• WHAT IS NEEDED
Rewrite the rows from the line holding "Target = window" through the end of the rows, inclusive, keeping the requests, and shift every point coordinate in the answers by -63.

• RECORDS SHOWN
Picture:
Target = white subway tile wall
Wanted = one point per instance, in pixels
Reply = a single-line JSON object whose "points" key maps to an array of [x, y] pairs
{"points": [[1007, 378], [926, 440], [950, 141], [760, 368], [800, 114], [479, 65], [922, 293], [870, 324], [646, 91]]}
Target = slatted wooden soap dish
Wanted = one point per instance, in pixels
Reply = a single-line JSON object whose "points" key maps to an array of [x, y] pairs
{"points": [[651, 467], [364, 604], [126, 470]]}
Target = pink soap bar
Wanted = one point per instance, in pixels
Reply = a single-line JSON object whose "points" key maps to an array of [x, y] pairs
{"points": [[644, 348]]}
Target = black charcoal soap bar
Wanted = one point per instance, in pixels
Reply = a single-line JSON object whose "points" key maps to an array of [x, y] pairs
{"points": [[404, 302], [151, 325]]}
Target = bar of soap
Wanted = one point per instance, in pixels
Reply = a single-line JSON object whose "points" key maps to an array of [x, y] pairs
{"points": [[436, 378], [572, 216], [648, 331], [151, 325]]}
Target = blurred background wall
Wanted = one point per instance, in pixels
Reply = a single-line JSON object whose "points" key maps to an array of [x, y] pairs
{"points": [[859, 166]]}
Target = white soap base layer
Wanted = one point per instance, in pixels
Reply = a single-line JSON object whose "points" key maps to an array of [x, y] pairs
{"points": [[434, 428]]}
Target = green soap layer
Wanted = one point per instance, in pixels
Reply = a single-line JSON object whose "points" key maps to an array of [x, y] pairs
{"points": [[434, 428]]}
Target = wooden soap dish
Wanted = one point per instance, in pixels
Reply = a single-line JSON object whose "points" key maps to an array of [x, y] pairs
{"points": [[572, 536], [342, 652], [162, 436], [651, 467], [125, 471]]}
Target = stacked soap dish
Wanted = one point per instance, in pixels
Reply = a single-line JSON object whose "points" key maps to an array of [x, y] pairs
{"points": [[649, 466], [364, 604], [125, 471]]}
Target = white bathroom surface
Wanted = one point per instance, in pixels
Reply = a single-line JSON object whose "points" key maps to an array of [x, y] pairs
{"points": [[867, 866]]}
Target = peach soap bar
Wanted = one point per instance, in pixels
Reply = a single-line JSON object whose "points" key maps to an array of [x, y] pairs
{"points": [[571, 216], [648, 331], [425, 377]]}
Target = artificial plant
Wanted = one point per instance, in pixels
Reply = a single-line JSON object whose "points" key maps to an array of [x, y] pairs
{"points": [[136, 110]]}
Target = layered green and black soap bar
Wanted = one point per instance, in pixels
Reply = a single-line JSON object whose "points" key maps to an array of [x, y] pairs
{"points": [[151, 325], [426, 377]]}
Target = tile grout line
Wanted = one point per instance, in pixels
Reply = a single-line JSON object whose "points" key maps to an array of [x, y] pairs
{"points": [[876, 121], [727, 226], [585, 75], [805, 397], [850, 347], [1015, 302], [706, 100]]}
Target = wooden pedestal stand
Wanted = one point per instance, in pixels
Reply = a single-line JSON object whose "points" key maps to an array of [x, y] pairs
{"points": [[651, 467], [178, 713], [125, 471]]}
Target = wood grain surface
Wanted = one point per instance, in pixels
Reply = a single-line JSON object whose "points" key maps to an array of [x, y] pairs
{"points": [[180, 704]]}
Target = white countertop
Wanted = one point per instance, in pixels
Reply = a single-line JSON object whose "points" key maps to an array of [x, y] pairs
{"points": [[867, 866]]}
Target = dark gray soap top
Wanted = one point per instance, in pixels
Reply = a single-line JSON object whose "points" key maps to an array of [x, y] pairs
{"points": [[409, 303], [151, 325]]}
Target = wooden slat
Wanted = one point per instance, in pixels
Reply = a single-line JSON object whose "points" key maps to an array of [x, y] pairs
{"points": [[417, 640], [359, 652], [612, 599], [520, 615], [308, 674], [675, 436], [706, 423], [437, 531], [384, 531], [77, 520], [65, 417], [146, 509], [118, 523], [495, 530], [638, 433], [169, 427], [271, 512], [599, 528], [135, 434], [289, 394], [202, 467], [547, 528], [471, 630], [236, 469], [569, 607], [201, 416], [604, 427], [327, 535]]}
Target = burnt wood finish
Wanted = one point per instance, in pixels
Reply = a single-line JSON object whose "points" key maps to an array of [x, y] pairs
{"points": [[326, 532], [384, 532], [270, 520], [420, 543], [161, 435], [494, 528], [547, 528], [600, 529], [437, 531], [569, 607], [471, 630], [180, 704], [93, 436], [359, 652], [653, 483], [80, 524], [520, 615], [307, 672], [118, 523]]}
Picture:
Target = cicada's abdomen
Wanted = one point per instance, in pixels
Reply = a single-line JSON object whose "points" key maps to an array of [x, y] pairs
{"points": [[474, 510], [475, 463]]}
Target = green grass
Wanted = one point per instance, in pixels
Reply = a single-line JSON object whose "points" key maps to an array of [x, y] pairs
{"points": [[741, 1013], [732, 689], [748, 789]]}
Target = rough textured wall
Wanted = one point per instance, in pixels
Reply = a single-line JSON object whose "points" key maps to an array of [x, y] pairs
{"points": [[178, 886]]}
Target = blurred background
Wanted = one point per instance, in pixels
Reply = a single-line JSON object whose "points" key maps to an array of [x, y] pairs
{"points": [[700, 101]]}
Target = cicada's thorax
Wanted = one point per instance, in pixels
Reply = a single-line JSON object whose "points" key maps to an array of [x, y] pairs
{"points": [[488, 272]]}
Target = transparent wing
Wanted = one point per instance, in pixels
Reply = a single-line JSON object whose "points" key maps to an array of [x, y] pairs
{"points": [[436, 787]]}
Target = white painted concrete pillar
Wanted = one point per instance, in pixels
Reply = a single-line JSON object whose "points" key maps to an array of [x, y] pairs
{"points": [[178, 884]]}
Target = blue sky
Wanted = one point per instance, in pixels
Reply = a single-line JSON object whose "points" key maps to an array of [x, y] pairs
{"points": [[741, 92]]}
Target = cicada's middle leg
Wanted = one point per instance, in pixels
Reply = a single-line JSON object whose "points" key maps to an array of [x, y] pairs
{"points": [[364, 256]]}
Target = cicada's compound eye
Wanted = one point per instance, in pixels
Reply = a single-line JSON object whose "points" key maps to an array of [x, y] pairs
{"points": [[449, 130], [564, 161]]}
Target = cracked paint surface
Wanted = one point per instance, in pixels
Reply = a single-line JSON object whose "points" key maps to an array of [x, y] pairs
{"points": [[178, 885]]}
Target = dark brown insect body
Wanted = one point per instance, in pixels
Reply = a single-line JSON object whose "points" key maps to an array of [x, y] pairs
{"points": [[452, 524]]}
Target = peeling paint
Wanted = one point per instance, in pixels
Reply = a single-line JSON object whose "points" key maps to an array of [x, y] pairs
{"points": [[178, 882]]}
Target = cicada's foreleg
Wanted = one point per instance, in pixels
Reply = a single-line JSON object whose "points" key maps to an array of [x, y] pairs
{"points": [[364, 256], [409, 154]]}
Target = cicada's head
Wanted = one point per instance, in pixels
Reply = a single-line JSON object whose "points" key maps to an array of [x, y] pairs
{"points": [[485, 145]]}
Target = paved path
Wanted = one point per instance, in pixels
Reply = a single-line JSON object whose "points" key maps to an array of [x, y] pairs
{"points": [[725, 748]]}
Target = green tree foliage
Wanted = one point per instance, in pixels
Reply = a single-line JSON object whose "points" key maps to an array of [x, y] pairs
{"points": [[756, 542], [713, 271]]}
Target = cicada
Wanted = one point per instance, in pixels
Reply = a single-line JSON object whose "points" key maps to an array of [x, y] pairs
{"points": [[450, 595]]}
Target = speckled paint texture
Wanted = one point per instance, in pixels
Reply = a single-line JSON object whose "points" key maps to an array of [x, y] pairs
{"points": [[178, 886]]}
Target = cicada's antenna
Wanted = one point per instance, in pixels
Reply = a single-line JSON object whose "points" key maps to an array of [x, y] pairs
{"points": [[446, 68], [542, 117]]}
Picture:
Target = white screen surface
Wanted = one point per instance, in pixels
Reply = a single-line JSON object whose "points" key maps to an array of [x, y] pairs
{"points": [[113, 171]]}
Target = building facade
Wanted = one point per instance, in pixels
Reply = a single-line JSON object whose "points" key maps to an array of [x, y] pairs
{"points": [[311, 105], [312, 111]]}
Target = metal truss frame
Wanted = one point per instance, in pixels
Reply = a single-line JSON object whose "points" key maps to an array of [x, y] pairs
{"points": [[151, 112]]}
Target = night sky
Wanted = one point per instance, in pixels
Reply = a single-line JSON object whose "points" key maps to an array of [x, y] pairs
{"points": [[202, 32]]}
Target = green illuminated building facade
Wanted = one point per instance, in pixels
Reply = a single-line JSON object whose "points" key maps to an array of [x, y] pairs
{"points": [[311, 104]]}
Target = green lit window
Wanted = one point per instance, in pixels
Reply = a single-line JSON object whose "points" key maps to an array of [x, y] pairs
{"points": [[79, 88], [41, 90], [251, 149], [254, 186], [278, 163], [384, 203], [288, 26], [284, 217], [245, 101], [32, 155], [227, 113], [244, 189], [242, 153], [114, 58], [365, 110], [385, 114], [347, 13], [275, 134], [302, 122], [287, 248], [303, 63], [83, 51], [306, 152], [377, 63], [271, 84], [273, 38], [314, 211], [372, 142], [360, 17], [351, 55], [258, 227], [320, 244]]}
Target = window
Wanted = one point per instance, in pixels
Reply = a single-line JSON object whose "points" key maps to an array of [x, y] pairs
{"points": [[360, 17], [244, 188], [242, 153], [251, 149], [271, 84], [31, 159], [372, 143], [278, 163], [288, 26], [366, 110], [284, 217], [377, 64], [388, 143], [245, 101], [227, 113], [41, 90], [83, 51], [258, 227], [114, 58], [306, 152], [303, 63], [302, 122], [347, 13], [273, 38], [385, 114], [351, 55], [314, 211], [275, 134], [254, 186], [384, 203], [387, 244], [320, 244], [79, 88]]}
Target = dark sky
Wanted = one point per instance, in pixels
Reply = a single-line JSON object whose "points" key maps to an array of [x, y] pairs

• SOLUTION FOR THIS TASK
Target = window
Wanted = one point per instance, in pixels
Reply = a single-line JSON object whose "points" key maps to an array of [x, y] pairs
{"points": [[297, -46], [181, 125], [179, 90], [188, 86], [208, 21], [-32, 96], [309, 80], [215, 100], [225, -37], [303, 47], [221, 154], [314, 1], [325, 80], [182, 38], [164, 50], [-22, 27], [20, -12], [195, 164], [51, -5], [243, 89], [240, 0], [239, 59], [284, -50], [210, -25], [322, 51], [288, -8], [251, 148], [212, 71], [191, 123], [321, 140], [324, 181], [257, 181], [16, 25]]}
Target = dark sky
Wanted = one point per instance, in pixels
Reply = a single-line JSON object whose "points" key maps to an array of [x, y] pairs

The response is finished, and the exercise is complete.